*** Opening Material for the task ***

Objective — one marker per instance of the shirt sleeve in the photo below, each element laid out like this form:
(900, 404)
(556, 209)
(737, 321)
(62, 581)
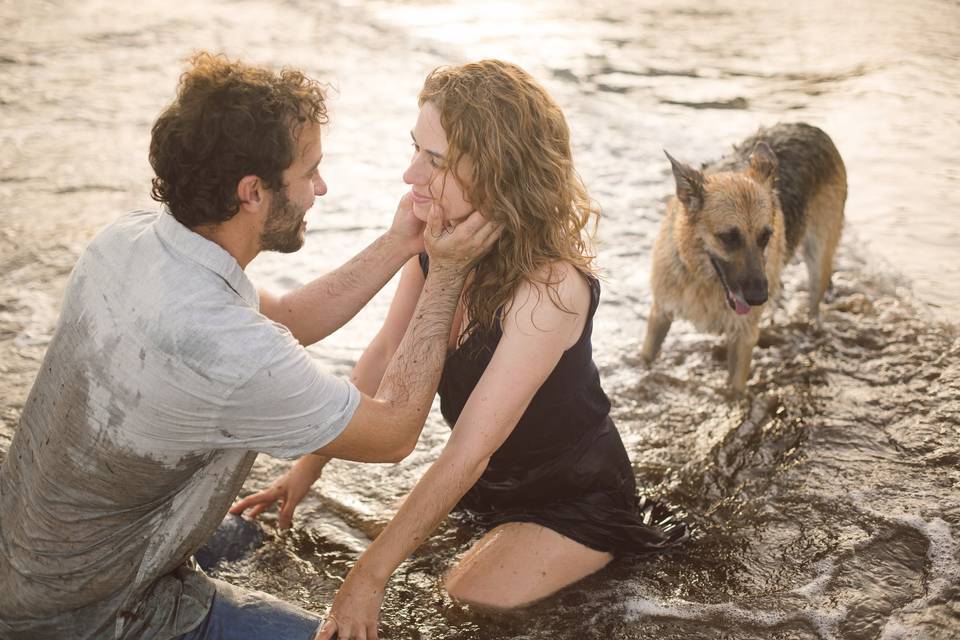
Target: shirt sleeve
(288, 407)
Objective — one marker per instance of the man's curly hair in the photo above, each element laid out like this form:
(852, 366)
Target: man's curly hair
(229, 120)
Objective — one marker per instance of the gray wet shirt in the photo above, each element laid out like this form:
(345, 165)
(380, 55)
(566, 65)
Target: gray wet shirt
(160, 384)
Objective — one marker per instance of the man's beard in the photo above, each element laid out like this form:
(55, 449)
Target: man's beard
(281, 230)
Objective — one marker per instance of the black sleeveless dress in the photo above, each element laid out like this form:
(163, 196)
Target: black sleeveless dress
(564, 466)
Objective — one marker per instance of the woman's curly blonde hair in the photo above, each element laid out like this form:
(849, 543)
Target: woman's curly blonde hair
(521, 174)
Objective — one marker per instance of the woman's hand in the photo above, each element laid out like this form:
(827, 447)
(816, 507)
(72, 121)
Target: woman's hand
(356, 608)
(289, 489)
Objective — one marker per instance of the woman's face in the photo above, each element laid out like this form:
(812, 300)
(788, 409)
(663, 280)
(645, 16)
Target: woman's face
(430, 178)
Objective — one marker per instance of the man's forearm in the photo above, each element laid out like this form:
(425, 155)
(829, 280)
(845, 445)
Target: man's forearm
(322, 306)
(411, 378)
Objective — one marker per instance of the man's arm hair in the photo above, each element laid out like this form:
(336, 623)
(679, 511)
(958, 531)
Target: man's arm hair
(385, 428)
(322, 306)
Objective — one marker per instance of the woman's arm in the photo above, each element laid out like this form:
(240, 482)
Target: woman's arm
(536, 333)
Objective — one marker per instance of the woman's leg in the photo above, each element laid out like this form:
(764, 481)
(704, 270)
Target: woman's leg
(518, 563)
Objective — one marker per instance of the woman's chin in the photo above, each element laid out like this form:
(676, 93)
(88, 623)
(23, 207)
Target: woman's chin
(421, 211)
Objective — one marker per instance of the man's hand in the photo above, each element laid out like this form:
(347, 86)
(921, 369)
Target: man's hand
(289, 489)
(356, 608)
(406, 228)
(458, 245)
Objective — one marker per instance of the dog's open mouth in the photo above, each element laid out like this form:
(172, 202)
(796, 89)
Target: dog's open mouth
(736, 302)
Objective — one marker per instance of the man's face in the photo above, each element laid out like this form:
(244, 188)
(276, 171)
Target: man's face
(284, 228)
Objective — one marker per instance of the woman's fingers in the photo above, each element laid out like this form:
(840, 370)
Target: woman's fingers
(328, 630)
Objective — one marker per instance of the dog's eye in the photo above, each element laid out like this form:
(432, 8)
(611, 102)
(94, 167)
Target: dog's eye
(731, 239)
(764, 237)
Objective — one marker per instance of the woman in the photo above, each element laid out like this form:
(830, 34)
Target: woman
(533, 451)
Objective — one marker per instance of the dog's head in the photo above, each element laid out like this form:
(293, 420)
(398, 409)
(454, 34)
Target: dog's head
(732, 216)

*** Closing Material for the task ***
*** Opening Material for the task ***

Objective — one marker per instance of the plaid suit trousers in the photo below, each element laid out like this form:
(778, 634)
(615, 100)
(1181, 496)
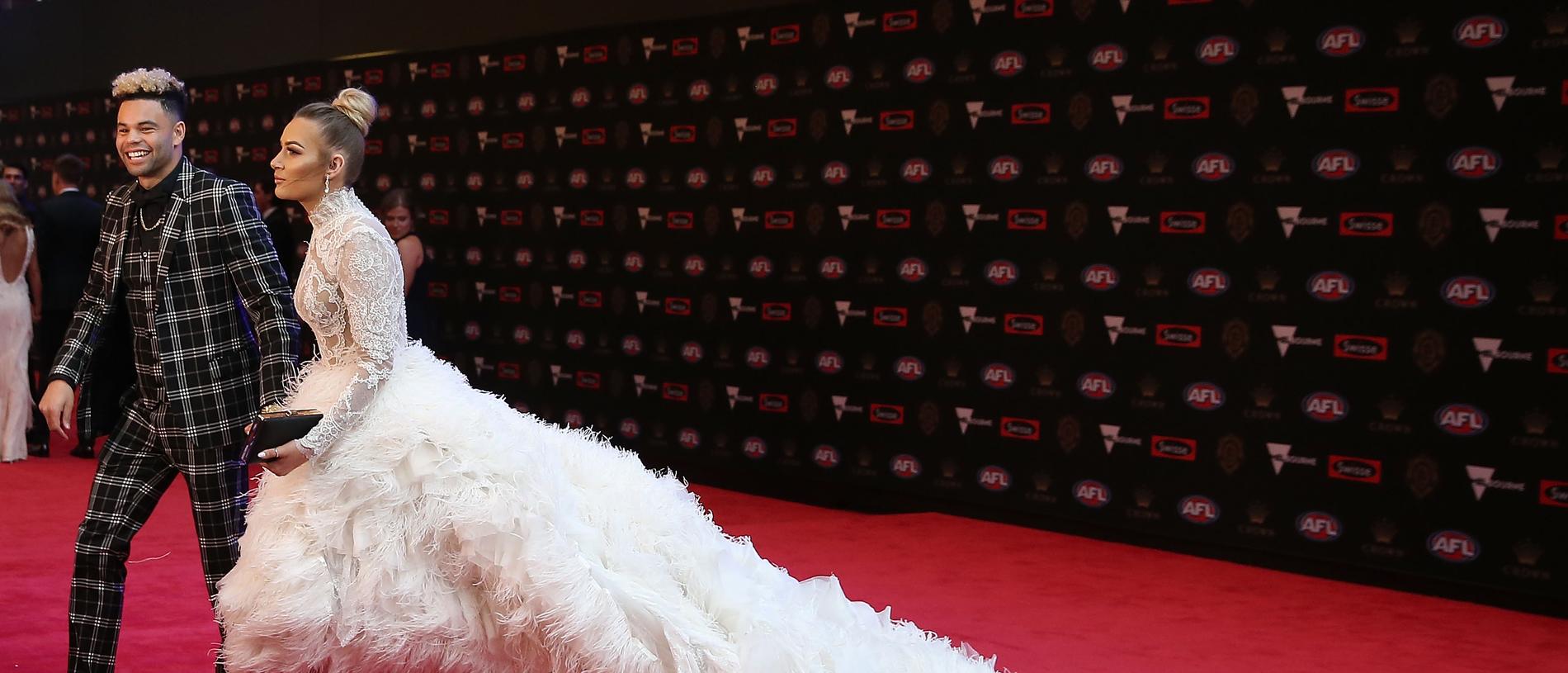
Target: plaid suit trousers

*** Closing Material for the task ***
*** Opening Material for the task ***

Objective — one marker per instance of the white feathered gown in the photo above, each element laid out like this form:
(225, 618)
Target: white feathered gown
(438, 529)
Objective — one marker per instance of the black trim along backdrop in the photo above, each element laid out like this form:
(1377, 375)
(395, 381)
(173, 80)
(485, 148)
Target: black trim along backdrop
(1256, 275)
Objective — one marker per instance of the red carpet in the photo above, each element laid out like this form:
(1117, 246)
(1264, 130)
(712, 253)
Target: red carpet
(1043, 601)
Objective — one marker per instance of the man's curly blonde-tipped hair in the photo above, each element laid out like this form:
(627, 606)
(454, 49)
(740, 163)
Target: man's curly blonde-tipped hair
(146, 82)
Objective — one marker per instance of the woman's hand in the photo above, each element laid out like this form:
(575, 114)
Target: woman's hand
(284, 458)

*** Closing Material for the task ***

== Exercise goal ==
Pull out every line above that holds the word "trousers".

== Finished task ==
Objective — one marker per instance of the plaid suit trousers in the photo below, each element laid out like this form:
Target: plaid suit trousers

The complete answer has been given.